* Tasks *
1. From the article about Apple switching to Qualcomm chipsets, list each term of the settlement between Apple and Qualcomm.
2. Write the next few paragraphs of the article about Apple switching to Qualcomm chipsets, picking up after its final sentence.

* Passage provided *
Apple switches to Qualcomm chipsets for 5G smartphones

TIRIAS Research

In a huge win for the U.S. patent system and all intellectual property holders, Apple admits that there is value to Qualcomm’s entire patent portfolio, both standard essential patents and non-essential patents, by accepting a license agreement and ending all current hostilities aimed at the company. Apple also tacitly acknowledged Qualcomm’s modem leadership.

Just after completing opening arguments in the case at the center of the dispute between Apple and Qualcomm, the two parties announced a settlement that includes the end of all legal actions, a six-year license of Qualcomm’s intellectual Property (IP) portfolio, and an agreement to purchase chipsets from Qualcomm. This dispute has embroiled Apple’s contract manufacturers, courts, and regulatory bodies around the globe as both parties geared up for what looked like a battle to the end. So, the seemingly quick settlement came as a surprise to everyone, and the ramifications are huge.

The first question that comes to mind is: why now? With the decision of the FTC case against Qualcomm, which is essentially-based on Apple’s complaint, still in the hands of Federal Judge Koh, it seemed unreasonable to see a settlement before the end of the FTC case. Is there a decision expected in the case? Is the FTC and Qualcomm planning on settling? No one really knows. However, the details of the settlement offer a clue.

The fact that Apple has agreed to once again purchase chips from Qualcomm for what is likely 5G versions of the iPhone, appeared to indicated that Apple was concerned about the schedule for 5G modems from Intel, it’s current and sole modems supplier. Just hours after the announcement, Intel announced that it was exiting the modem market for 5G smartphones. TIRIAS Research believes that there was growing discord between Apple and Intel as a result of Apple’s efforts to develop its own modems. Apple is Intel’s only smartphone customer and investing in future technologies appeared futile if Apple was planning to integrate its own modems into future Apple mobile SoCs. Intel, however, is still evaluating opportunities for other applications outside of smartphones, which are extensive as Internet of Things (IoT) devices adopt 5G.

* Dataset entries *
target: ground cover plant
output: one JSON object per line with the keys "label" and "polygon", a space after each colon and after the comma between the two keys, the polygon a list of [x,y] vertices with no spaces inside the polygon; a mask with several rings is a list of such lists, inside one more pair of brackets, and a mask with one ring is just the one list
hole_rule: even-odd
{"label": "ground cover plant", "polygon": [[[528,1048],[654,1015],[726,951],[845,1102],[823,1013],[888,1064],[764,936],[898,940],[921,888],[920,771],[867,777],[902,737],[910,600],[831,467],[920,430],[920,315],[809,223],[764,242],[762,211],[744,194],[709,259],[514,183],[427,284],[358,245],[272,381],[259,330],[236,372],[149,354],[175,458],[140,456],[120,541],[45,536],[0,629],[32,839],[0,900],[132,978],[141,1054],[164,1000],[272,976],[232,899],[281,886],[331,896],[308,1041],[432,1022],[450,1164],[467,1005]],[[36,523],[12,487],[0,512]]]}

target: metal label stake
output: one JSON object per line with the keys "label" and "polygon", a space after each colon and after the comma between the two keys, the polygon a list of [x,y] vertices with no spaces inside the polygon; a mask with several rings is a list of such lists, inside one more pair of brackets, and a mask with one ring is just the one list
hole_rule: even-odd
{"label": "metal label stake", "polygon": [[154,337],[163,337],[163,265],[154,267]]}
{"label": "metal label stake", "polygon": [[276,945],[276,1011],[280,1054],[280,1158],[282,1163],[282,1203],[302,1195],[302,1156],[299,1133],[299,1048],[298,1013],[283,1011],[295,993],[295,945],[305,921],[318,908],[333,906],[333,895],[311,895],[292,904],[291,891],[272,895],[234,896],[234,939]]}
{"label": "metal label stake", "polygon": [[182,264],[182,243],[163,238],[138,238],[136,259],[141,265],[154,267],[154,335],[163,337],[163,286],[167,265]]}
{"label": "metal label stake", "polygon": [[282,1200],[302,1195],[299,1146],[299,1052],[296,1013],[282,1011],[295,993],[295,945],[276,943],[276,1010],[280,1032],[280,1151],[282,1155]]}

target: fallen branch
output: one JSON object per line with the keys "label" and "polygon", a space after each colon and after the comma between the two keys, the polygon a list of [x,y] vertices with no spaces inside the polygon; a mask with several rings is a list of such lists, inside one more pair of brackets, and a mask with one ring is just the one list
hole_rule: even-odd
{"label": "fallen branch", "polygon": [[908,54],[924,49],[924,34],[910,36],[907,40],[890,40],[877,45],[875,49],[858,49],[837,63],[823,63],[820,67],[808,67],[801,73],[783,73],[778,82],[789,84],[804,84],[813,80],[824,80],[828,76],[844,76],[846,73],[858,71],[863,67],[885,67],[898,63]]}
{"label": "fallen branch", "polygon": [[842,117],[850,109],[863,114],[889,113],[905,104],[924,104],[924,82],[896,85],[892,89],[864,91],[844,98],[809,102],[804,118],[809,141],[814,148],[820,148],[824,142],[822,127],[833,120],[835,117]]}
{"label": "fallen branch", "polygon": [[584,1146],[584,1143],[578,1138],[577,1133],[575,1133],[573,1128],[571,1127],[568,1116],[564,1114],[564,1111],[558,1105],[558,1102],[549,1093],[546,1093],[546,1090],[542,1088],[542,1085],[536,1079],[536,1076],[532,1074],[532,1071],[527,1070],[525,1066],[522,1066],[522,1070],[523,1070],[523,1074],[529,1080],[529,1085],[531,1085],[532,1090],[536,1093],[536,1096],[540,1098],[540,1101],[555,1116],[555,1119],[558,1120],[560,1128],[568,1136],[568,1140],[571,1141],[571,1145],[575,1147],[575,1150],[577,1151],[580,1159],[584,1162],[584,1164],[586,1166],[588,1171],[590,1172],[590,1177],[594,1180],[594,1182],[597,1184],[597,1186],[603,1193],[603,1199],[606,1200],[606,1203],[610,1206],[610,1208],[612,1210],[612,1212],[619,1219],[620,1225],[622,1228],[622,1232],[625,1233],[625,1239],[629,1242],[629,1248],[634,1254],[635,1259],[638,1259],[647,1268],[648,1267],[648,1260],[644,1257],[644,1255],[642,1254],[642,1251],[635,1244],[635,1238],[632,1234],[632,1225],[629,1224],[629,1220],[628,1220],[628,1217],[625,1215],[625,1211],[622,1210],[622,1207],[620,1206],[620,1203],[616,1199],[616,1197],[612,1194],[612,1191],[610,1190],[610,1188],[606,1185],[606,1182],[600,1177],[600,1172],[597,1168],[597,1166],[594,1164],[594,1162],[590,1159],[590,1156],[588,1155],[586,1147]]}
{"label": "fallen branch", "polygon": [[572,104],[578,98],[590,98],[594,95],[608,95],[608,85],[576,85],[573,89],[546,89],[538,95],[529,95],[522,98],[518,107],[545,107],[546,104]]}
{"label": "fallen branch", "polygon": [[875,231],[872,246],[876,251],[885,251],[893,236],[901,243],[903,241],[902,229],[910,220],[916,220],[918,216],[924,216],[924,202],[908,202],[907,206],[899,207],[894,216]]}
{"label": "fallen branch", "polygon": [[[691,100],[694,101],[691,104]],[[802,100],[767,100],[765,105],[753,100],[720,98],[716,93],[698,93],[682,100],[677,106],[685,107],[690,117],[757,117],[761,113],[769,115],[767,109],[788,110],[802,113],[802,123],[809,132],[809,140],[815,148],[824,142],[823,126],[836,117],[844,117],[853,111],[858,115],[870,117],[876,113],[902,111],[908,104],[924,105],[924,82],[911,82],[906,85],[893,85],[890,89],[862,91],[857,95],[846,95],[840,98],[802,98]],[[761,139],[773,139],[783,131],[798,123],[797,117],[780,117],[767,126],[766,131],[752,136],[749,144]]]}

* Responses by task *
1.
- The end of all legal actions
- A six-year license of Qualcomm's intellectual property (IP) portfolio
- An agreement to purchase chipsets from Qualcomm

2.
What this means for Apple

This means Apple could theoretically offer a 5G iPhone as early as spring 2020 if the company starting designing Qualcomm modems into the upcoming iPhone designs now. TIRIAS Research believes that Apple will likely continue with its annual launch event in the fall with a new line of iPhones, but likely offer a 5G version as early as spring 2020. This also means that Apple will be licensing 5G IP from Qualcomm and other license holders under the Fair, Reasonable, And Non-Discriminatory (FRAND) terms established by ETSI, not just over the next six years, but throughout the 5th generation of wireless technology. Licensing for the 6th generation will depend on Apple’s participation in future standards efforts and IP development, which Apple has not previously done. So, even if Apple develops and integrates its own modem technology, Qualcomm will still receive IP royalties even if the company eventually loses the Apple chipset business.

What this means for Qualcomm

With most of the regulators around the world validating Qualcomm’s wireless licensing model and rates, including the recent decision by the Japan FTC to drop all challenges, Qualcomm’s business model remains intact and a viable going forward. The agreement with Apple also ensures Qualcomm will supply modems and possibly RF chipsets for the first generation of 5G iPhones, but given Apple’s late start to developing modems, this could easily extend to the next two or three generations of iPhones. Note that most of the early 5G smartphones are using Qualcomm mobile SoCs, modems, and RF chipsets.

This will also put pressure on the FTC to settle or Judge Koh to rule in favor of Qualcomm in the FTC lawsuit. With other international regulatory decisions, at least one current U.S. International Trade Commission (ITC) decision, and other court cases going in Qualcomm’s favor, it would be hard to imagine a decision against Qualcomm in the FTC lawsuit. Members of TIRIAS Research attending some of the FTC lawsuit proceedings and found the FTC case lacking in both evidence of market influence or harm.

What this means for the Industry

The settlement is a huge win for the U.S. patent system and all IP holders because one of the key arguments in Apple’s lawsuit, and implied in the FTC’s lawsuit, is that non-essential patents are worthless. In the recent civil case linked to the first ITC case, a jury found that just three of Qualcomm’s patents were worth $1.40 for each handsets using the technology. That’s just a small fraction of Qualcomm’s 140,000+ patent portfolio, which is primarily non-essential patents.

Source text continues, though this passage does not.